▶ **Short exercise**
Send back all the data below, exactly as given.

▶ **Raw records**
>> BEGIN

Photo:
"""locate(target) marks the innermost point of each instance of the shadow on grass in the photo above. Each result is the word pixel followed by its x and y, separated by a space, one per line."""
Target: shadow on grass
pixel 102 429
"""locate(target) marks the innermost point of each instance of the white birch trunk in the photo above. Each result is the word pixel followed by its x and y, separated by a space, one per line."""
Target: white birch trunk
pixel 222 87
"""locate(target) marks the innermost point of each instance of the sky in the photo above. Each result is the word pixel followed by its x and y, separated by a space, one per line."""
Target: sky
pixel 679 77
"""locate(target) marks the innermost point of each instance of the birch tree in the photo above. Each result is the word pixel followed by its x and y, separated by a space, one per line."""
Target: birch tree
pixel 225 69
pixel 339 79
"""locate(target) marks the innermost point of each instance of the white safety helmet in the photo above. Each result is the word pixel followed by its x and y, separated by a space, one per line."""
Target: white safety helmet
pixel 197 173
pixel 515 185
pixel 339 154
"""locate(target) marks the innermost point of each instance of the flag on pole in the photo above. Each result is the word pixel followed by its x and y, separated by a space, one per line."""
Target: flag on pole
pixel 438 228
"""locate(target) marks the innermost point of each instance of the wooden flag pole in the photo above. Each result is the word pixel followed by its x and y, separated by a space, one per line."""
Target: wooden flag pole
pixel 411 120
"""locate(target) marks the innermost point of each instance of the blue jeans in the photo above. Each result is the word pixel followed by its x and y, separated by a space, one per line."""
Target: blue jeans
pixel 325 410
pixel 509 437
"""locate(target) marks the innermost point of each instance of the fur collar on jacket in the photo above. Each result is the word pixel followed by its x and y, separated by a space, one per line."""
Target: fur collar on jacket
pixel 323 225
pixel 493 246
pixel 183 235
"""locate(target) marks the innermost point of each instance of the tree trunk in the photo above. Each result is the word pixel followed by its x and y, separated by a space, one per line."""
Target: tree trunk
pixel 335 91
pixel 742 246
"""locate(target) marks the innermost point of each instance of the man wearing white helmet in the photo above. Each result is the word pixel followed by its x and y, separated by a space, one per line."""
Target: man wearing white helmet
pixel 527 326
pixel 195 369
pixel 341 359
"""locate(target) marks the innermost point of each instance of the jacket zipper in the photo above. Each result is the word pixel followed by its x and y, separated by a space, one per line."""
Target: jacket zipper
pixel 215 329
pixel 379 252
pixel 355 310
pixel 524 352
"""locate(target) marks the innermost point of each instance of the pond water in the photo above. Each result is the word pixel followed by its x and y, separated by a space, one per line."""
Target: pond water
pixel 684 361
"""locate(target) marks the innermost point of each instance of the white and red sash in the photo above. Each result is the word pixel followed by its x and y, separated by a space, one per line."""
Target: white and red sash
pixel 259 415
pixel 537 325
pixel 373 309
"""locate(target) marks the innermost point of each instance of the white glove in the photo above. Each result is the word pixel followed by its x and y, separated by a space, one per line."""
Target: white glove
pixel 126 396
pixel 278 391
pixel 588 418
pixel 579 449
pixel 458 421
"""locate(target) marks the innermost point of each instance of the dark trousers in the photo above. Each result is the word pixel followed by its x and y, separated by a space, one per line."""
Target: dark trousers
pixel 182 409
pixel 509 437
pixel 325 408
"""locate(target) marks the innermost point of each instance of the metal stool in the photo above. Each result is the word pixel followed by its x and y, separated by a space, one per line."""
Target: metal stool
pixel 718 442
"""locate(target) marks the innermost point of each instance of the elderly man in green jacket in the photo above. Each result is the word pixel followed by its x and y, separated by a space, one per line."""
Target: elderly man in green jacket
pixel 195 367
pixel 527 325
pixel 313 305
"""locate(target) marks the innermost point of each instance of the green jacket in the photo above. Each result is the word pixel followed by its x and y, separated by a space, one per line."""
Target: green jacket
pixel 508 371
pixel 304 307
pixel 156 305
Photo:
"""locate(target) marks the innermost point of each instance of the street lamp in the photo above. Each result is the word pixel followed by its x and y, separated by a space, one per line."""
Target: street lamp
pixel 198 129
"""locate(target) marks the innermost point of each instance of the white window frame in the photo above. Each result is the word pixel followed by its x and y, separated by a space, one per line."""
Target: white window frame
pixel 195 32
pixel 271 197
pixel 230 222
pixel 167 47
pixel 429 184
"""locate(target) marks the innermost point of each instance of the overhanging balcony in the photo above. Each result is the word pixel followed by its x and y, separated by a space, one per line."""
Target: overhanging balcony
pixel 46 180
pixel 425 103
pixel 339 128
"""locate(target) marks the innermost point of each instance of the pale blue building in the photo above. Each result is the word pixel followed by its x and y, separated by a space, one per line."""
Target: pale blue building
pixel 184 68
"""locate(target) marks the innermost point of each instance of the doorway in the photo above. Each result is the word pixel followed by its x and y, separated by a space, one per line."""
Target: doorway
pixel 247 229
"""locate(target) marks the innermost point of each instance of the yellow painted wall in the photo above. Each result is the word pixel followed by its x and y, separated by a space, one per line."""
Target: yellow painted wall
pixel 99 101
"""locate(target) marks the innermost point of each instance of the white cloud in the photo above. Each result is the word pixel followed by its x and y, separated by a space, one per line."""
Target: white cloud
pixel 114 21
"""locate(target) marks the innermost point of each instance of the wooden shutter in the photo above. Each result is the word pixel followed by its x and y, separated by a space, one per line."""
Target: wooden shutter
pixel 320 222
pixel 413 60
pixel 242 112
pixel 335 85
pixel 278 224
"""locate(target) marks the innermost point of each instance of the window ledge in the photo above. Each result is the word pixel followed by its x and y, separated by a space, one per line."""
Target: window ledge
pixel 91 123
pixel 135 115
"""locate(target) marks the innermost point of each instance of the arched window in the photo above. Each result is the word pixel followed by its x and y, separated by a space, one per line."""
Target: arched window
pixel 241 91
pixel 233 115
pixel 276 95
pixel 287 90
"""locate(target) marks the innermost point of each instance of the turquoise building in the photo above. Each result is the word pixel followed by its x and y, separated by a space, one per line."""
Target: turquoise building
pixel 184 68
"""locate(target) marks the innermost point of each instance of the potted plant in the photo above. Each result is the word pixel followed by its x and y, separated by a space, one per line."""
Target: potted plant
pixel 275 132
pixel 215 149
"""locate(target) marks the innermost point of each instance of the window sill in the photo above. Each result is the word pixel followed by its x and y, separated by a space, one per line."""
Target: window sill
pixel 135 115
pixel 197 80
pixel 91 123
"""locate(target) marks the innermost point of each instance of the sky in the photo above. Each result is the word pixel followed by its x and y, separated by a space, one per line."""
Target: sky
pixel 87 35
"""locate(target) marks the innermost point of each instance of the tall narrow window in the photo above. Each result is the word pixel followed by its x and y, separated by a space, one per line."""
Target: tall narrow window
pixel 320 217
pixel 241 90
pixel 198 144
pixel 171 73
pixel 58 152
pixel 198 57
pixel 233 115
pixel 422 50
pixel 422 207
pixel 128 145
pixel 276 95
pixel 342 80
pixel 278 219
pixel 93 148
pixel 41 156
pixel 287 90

>> END

▶ **Result for this exercise**
Photo:
"""locate(target) marks the innermost point of each instance of the shadow on grass in the photo above. Each result is the word pixel followed by its x and y, separated by a space, one per line."""
Target: shadow on grass
pixel 102 429
"""locate(target) marks the innermost point of each instance of the white birch trunk in the photo above. Each result is the word pixel followed by its x and y, separated by a space, one per line."""
Target: white birch trunk
pixel 222 87
"""locate(target) marks the innermost point of each instance of the sky in the photo above. Each result is the word pixel followed by its x and y, separated by a space, one per line."""
Target: sky
pixel 679 77
"""locate(target) marks the innermost point of each instance of the birch tree in the photo above. Each result is the word pixel followed by its x and y, separated by a space, one per line."""
Target: birch tree
pixel 225 69
pixel 339 79
"""locate(target) marks the innermost point of each instance of the white safety helmet in the photo above. Each result is the word pixel followed by its x and y, separated by a space, one per line."""
Target: white safety helmet
pixel 197 173
pixel 515 185
pixel 339 154
"""locate(target) marks the innermost point of each instance of the flag on pole in the photo above. Each result is the word pixel followed by its x and y, separated by a space, one per line."""
Target: flag on pole
pixel 438 228
"""locate(target) marks the innermost point of each instance of the wooden flag pole in the photo above. Each result is the word pixel followed by its x and y, separated by a space, one per line."""
Target: wooden flag pole
pixel 411 120
"""locate(target) marks the innermost point of each instance of the blue jeans in the photo above. Each result is the word pixel followed by its x and y, separated by a space, one per line."""
Target: blue jeans
pixel 325 410
pixel 509 437
"""locate(target) marks the innermost point of each instance of the fur collar on jacket in the photo above. Each result is the word pixel followed by its x and y, separated by a space, one per line."""
Target: fur collar on jacket
pixel 323 225
pixel 493 246
pixel 183 235
"""locate(target) marks the innermost point of each instance of the tree trunk in the photo above. Each result is the word pixel followed by its x and y, separated by a space, one per line."""
Target: tree trunk
pixel 335 91
pixel 742 246
"""locate(target) marks the innermost point of each instance of the man wearing white helmet in the photo above. Each result is the word pixel followed by its x and y, separated by a space, one per line."""
Target: man wearing white helmet
pixel 527 326
pixel 195 369
pixel 341 359
"""locate(target) marks the innermost point of each instance of the jacket zipper in the photo above. Each result is the word pixel followed by its x and y, separated by a space, one per line."""
Target: jacket zipper
pixel 215 329
pixel 379 252
pixel 355 310
pixel 524 352
"""locate(target) marks the innermost point of each instance of the pond water in the photo above. Each result is the word pixel followed by its x and y, separated by a space, one per line."""
Target: pond water
pixel 684 361
"""locate(target) marks the innermost point of each instance of the white and red sash in the photo above. Each result is the word pixel followed by its x and y, separated by a space, one per line."""
Target: white and red sash
pixel 259 415
pixel 537 325
pixel 373 309
"""locate(target) marks the innermost point of each instance of the white glove in the photo above. Each result is the word pixel followed by its x and y, separated by a space, one per line."""
Target: white glove
pixel 126 396
pixel 278 391
pixel 588 418
pixel 579 449
pixel 458 421
"""locate(target) marks the innermost point of each instance of the dark trousers in the photo above. Each result is the word pixel followed by its x and y, separated by a space, one per line."""
Target: dark trousers
pixel 182 409
pixel 509 437
pixel 325 408
"""locate(target) marks the innermost point of each instance of the metal stool in the photo above. Each result is the word pixel followed by its x and y, separated by a space, one per line."""
Target: metal stool
pixel 718 442
"""locate(target) marks the innermost point of each instance of the elderly man in green jacket in the photo above. Each result is the word pixel followed by its x and y, separated by a space, one per line."""
Target: elderly man in green jacket
pixel 195 367
pixel 527 325
pixel 313 305
"""locate(target) marks the innermost point of each instance of the green jacket in the photo above. Each result is the word pixel followed by its x and y, separated by a space, one per line."""
Target: green jacket
pixel 508 371
pixel 304 307
pixel 156 305
Photo:
"""locate(target) marks the innermost point of each instance of the street lamp in the photo above. Each result is the word pixel followed by its x and y, separated by a space, one per line."""
Target: street lamp
pixel 198 129
"""locate(target) marks the innermost point of each instance of the white window frame in the photo above. Each result is the word pixel followed by its x and y, separated by a space, one per line."""
Target: white window frame
pixel 195 32
pixel 271 197
pixel 230 222
pixel 167 47
pixel 429 184
"""locate(target) marks the innermost point of each instance of the overhanging balcony in the photo above. Each result is the word pixel followed by its x and y, separated by a space, one per line."""
Target: overhanging balcony
pixel 46 180
pixel 425 103
pixel 339 128
"""locate(target) marks the innermost point of each instance of the pale blue building in the photo above. Each result is the word pixel followed by its x and y, separated by a space, one per line."""
Target: pale blue building
pixel 184 68
"""locate(target) marks the innermost point of each instance of the doorway in the photo above. Each result is the word pixel followed by its x and y, separated by a space, one per line."""
Target: doorway
pixel 247 229
"""locate(target) marks the innermost point of each instance of the yellow painted wall in the photo above. Each result is the word pixel followed by its x and y, separated by a space, one per line."""
Target: yellow painted wall
pixel 99 101
"""locate(target) marks the innermost point of each instance of the white cloud in the photo above. Each result is the word pixel followed by its x and y, separated by a space, one per line."""
Target: white cloud
pixel 114 21
"""locate(target) marks the innermost point of each instance of the wooden shutter in the photo above. Each result is the word pixel followed by its x and y, separated by a space, one per line."""
Target: wooden shutter
pixel 320 222
pixel 413 60
pixel 242 112
pixel 335 85
pixel 278 224
"""locate(target) marks the innermost point of each instance of the window ledge in the photo above. Each result is the word pixel followed by its x and y, separated by a space, one per line."""
Target: window ledge
pixel 91 123
pixel 135 115
"""locate(target) marks the innermost point of each instance of the arched window in the photo above. Each result is the word pixel followed by its x and y, separated by a space, one per line."""
Target: arched window
pixel 241 91
pixel 233 115
pixel 276 95
pixel 287 90
"""locate(target) marks the innermost point of each instance of the turquoise building in the photo above. Each result is the word pixel followed by its x and y, separated by a space, one per line."""
Target: turquoise building
pixel 184 68
"""locate(target) marks the innermost point of each instance of the potted plant in the photo above. Each result is the word pixel followed by its x and y, separated by a space, one per line."""
Target: potted plant
pixel 275 132
pixel 215 149
"""locate(target) marks the innermost point of each instance of the window sill in the photo above. Each result is the word pixel followed by its x and y, separated by a space, one per line."""
Target: window sill
pixel 135 115
pixel 197 80
pixel 91 123
"""locate(target) marks the innermost point of each instance of the sky in the photo above. Each result is the word pixel followed by its x and y, separated by a space, one per line."""
Target: sky
pixel 87 35
"""locate(target) marks the innermost point of each instance of the tall narrow window in the photo above. Each result is the word pixel followed by its x and y, separated by a space, one per line."""
Target: tall narrow window
pixel 320 217
pixel 241 90
pixel 198 144
pixel 171 73
pixel 58 152
pixel 198 57
pixel 233 115
pixel 422 50
pixel 422 207
pixel 128 145
pixel 276 95
pixel 342 80
pixel 278 219
pixel 93 148
pixel 41 156
pixel 287 90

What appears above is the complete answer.